Task statement | Identify every line among the items below that contains the word "parked", and copy each one.

***** Data provided *****

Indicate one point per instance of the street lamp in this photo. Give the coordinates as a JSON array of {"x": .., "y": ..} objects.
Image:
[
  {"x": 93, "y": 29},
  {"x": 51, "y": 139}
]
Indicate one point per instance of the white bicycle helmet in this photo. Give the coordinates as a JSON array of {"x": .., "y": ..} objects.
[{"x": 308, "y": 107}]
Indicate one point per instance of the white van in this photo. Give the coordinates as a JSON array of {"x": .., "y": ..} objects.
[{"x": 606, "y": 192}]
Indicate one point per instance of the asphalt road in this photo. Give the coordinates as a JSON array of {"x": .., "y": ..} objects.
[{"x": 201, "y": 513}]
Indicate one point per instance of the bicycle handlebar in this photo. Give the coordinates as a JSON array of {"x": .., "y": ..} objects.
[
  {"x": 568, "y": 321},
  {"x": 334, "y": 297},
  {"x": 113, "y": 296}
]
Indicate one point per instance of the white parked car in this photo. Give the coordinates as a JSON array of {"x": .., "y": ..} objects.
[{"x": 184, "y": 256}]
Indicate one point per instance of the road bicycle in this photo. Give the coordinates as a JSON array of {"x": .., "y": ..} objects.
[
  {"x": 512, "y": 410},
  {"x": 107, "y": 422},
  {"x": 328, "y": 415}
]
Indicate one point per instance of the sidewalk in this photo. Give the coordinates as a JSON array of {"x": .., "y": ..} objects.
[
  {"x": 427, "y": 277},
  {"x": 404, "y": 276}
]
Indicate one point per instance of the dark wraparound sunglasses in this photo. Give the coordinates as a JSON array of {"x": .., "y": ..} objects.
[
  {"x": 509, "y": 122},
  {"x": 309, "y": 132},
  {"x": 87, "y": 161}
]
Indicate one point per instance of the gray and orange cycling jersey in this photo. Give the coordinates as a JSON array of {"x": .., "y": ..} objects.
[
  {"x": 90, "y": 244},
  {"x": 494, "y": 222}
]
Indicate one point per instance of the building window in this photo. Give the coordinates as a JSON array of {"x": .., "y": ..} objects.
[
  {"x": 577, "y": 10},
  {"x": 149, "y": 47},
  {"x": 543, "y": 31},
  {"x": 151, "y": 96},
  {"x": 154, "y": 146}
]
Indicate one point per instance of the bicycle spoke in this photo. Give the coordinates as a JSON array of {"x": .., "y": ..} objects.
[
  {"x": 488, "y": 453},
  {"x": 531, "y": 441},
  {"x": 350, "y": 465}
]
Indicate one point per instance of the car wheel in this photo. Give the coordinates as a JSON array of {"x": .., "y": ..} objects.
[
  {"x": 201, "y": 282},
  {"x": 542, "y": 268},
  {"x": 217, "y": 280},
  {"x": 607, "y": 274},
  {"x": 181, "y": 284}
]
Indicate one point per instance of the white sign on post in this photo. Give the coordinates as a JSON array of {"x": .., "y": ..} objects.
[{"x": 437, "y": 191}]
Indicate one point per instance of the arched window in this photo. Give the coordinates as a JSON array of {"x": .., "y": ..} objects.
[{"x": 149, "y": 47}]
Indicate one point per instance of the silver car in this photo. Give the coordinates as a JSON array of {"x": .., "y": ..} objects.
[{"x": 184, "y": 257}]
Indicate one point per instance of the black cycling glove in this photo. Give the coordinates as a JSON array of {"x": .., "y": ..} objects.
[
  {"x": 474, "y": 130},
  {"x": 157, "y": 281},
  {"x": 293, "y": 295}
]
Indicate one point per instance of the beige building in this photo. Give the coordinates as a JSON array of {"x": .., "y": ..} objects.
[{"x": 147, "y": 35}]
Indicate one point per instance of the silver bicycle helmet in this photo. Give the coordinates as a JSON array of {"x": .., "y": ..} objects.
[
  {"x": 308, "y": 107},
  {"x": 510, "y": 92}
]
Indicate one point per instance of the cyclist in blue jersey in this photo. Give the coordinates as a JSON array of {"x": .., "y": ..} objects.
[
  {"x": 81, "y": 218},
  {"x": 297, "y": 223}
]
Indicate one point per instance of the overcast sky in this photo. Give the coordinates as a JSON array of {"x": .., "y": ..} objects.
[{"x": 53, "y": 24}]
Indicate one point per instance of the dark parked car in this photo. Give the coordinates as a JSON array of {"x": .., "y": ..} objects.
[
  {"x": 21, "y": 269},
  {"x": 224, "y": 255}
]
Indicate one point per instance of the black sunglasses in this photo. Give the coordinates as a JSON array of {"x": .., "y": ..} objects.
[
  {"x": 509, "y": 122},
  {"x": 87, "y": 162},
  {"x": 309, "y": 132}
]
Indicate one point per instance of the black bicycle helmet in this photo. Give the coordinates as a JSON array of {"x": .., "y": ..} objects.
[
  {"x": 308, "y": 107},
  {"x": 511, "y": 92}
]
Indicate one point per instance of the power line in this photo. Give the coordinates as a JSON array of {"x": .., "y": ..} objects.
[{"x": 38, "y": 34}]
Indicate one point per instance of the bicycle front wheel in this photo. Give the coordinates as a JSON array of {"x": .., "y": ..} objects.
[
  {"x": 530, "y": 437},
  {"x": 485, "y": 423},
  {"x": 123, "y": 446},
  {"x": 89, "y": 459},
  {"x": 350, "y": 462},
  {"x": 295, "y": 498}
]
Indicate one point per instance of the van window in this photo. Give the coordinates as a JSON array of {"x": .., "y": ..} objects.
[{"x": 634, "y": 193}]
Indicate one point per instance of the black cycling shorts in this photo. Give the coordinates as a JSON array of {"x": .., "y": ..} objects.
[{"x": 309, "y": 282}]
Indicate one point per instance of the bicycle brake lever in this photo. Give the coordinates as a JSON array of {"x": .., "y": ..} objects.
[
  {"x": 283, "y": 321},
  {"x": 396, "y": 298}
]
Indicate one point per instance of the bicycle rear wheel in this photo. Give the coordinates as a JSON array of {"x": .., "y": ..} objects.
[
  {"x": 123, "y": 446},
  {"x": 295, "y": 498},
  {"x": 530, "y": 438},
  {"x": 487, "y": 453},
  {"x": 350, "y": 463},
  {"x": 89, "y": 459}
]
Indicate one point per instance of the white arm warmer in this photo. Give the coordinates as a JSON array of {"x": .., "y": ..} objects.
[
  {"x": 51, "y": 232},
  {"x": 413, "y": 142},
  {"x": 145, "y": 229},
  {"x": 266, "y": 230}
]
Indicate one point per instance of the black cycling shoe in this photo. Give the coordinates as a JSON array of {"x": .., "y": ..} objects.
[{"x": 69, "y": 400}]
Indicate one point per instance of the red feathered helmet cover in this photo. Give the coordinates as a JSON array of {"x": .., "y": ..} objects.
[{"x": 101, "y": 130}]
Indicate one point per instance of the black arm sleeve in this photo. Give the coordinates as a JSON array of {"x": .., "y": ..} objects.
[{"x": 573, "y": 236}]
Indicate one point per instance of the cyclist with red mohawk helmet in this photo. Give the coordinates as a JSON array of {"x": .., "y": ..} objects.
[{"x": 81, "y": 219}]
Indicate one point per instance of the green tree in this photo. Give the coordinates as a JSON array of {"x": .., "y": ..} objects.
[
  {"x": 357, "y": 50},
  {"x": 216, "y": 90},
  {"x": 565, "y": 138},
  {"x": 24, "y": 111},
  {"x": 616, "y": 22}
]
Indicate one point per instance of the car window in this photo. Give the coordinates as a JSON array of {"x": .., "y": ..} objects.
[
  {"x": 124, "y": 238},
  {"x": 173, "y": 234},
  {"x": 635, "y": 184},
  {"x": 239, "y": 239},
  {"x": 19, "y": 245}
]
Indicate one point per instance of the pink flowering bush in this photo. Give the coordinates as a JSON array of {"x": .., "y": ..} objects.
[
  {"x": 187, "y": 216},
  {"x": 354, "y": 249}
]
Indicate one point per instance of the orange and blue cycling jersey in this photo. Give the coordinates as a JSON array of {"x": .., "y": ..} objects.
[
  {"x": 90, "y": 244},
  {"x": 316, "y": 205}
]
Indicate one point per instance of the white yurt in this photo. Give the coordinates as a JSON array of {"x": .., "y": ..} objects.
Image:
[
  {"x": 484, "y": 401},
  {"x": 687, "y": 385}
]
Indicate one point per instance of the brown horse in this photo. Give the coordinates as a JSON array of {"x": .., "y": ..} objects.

*****
***** Data provided *****

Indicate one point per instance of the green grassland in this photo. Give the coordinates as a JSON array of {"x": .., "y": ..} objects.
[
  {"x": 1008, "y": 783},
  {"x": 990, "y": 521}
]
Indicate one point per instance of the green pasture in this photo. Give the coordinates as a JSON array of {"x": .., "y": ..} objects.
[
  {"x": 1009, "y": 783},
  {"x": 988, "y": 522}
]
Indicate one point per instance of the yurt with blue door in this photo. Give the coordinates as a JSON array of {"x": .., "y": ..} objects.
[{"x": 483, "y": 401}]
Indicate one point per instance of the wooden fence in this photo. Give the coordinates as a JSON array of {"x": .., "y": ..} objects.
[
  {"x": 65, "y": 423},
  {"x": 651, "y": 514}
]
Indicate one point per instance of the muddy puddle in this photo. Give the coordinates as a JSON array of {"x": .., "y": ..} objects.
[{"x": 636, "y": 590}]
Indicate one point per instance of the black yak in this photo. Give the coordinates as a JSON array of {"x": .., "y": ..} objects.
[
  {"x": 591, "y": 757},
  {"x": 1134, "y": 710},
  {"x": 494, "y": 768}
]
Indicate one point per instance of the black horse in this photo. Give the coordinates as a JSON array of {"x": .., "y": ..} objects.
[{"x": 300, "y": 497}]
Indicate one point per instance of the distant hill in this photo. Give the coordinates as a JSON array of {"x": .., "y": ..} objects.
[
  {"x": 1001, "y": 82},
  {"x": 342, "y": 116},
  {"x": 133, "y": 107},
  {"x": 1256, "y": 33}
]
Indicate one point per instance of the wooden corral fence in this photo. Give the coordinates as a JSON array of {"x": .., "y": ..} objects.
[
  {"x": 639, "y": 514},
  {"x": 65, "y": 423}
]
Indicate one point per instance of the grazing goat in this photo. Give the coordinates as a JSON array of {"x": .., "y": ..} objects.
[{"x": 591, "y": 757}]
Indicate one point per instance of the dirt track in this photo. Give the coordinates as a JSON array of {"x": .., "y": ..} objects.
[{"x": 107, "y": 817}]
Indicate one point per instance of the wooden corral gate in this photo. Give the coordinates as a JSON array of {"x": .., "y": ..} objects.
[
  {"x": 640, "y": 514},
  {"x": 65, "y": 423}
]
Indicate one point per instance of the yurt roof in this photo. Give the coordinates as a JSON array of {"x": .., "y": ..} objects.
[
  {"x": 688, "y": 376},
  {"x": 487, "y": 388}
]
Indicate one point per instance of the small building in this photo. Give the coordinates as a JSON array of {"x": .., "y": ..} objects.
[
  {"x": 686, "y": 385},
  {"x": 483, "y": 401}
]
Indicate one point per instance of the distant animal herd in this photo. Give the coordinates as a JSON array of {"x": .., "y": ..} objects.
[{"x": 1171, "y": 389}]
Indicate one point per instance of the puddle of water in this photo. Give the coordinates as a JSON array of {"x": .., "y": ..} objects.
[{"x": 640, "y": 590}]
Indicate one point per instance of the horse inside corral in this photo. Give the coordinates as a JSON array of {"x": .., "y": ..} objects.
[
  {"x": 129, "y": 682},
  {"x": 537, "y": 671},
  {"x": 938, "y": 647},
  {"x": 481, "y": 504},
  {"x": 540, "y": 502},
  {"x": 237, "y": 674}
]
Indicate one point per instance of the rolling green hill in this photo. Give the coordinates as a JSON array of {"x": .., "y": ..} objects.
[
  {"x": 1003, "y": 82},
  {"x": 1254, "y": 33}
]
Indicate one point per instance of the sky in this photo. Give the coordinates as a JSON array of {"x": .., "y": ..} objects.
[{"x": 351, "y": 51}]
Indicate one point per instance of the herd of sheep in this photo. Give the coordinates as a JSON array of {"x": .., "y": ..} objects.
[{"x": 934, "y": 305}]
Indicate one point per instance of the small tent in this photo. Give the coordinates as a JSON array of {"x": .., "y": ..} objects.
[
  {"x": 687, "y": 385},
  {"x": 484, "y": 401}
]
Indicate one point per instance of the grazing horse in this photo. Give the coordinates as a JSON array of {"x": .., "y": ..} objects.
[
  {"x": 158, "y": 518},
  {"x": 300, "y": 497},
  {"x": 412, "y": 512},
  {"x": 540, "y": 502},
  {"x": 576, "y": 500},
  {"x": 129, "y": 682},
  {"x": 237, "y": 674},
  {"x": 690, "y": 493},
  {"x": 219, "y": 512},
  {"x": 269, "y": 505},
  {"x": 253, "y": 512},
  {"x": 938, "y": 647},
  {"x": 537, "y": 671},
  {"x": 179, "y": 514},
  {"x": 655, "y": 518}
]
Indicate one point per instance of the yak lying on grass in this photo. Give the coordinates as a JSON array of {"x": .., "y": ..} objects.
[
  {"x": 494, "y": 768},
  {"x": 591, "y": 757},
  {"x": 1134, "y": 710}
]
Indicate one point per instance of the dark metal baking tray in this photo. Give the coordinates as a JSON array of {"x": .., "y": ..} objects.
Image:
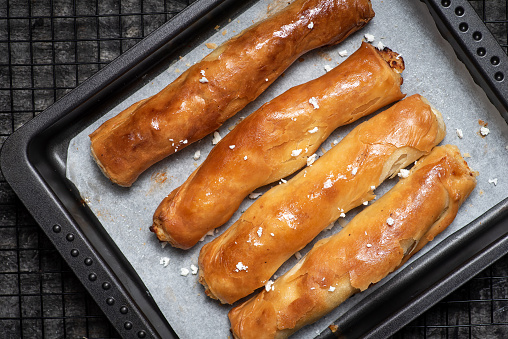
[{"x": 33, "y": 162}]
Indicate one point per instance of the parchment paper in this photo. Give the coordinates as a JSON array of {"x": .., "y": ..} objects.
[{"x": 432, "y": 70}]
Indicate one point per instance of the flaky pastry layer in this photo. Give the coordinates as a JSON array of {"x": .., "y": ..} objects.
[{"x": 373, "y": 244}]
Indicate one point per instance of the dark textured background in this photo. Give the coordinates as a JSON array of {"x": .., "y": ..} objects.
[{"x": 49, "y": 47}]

*****

Task solution |
Indicate one point per instance of the white parked car in this photo. Give the coordinates as a JSON array of {"x": .., "y": ..} objects.
Indicate one point per instance of the dark parked car in this photo. Give the coordinates as a JSON array of {"x": .., "y": ..} objects.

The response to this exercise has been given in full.